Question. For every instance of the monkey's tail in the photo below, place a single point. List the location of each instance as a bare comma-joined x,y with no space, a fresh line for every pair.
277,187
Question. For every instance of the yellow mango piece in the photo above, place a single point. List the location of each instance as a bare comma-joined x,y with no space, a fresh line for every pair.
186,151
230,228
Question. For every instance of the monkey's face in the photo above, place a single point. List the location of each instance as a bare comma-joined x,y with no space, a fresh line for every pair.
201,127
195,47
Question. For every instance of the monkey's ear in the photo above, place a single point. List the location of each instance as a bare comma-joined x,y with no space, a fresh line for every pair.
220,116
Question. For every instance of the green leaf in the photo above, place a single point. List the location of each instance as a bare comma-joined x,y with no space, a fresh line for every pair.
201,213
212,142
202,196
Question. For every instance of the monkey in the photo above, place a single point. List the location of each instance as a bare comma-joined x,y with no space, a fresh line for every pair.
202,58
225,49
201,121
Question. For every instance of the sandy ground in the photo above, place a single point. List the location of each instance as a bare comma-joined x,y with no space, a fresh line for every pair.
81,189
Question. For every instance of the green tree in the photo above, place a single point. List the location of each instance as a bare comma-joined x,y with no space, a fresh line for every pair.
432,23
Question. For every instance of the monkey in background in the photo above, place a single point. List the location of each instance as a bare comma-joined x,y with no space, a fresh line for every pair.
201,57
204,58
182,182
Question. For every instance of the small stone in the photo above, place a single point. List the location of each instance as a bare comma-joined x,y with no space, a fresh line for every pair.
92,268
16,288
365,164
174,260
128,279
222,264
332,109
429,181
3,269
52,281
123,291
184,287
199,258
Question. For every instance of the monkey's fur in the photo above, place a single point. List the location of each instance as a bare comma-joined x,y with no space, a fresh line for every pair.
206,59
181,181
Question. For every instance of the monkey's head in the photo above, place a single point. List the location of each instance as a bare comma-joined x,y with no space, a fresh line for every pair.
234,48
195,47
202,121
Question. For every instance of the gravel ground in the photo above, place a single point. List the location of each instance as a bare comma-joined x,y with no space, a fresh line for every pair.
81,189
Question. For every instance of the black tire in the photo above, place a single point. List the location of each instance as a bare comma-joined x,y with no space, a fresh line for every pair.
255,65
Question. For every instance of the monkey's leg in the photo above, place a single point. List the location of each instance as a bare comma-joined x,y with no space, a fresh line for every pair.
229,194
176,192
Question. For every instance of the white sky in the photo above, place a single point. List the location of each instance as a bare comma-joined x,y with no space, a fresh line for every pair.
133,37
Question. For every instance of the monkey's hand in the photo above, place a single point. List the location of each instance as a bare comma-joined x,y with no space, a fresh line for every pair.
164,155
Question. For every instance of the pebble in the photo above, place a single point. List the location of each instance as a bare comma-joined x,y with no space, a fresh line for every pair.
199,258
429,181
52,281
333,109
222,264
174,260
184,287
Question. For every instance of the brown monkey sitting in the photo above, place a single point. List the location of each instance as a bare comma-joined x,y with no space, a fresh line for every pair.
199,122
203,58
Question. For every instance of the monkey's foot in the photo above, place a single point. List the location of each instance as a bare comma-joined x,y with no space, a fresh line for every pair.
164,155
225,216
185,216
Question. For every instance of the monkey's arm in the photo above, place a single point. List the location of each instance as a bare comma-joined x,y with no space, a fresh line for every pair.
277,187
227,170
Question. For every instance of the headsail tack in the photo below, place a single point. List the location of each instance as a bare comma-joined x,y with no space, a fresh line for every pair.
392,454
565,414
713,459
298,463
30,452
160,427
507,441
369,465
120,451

┄┄┄┄┄┄

— What needs to be done —
All that is wanted is the line with "Question. For every instance of the headsail" and every later line in the entries, reproduced exactly.

— Written solution —
Question. For every instance of the headsail tack in the photo below, place a single point. List the location of each instance as a bare comma-joined x,y with no space, a fresh line for every pair.
392,454
565,414
713,459
298,463
30,452
160,427
507,441
369,465
120,451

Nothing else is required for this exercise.